* _What is asked_: Can you find every line in the material that contains the string "range"? Copy each such line in full, and treat uppercase and lowercase as different.

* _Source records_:
##############################
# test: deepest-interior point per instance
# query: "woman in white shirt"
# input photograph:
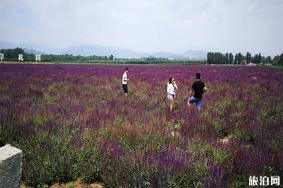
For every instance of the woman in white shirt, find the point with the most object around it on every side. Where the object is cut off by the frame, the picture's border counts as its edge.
(171, 92)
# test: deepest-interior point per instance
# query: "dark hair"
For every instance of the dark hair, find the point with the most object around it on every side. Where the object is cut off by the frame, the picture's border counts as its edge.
(198, 75)
(170, 80)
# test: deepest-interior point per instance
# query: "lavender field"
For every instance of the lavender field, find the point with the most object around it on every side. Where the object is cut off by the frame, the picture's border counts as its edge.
(72, 121)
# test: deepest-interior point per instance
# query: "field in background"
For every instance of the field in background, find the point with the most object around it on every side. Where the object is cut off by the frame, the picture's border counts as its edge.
(72, 121)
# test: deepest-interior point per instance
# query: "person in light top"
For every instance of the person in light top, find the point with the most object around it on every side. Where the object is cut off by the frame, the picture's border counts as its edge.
(125, 80)
(171, 92)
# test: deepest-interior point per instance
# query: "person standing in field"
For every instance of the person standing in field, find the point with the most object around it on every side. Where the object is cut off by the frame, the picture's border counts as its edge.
(125, 80)
(171, 92)
(198, 88)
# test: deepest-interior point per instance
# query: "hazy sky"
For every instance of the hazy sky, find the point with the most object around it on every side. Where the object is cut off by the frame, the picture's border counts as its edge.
(147, 25)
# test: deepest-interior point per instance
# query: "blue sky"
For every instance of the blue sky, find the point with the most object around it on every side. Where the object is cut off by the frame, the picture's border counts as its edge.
(147, 25)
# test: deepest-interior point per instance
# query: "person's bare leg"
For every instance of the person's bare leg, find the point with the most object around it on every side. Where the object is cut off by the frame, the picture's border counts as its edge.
(171, 105)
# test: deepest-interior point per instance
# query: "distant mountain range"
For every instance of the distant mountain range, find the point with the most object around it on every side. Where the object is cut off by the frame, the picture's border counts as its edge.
(88, 50)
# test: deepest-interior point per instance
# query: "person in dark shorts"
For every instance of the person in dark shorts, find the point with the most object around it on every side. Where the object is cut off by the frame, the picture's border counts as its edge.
(198, 88)
(125, 80)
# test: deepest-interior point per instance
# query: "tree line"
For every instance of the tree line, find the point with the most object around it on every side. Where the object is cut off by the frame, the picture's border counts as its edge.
(238, 58)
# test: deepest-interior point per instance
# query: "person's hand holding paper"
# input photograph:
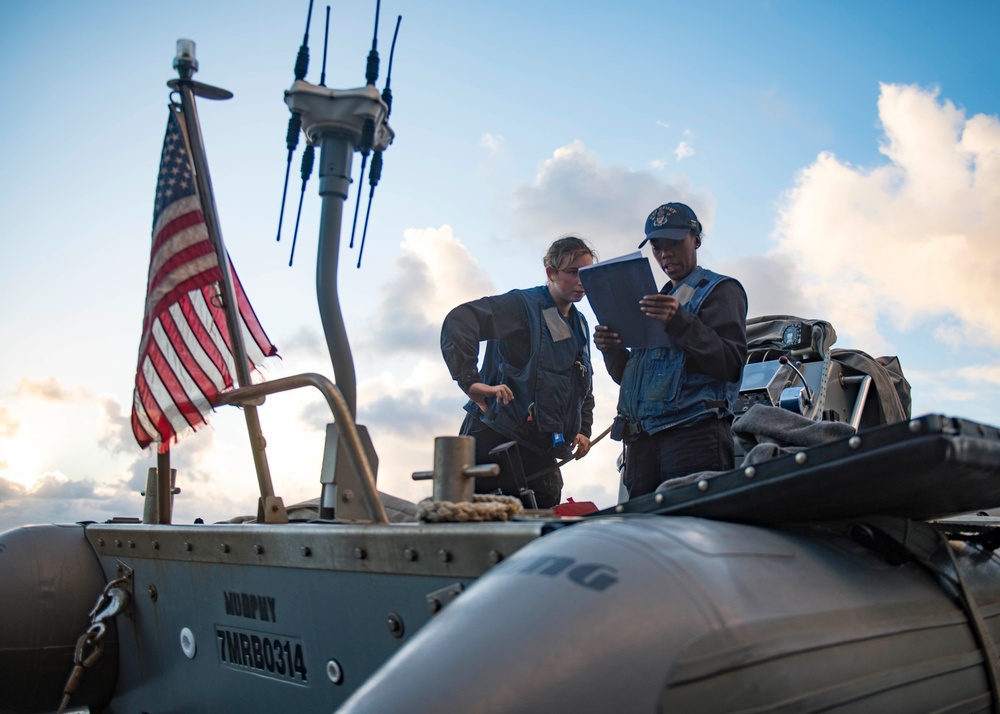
##############################
* _Result of the exercise_:
# query: "distant mountain range"
For every instance of the distant mountain range, find the point with the most object around it on every side. Where the object is cut off by the frame, the picture's border counts as its edge.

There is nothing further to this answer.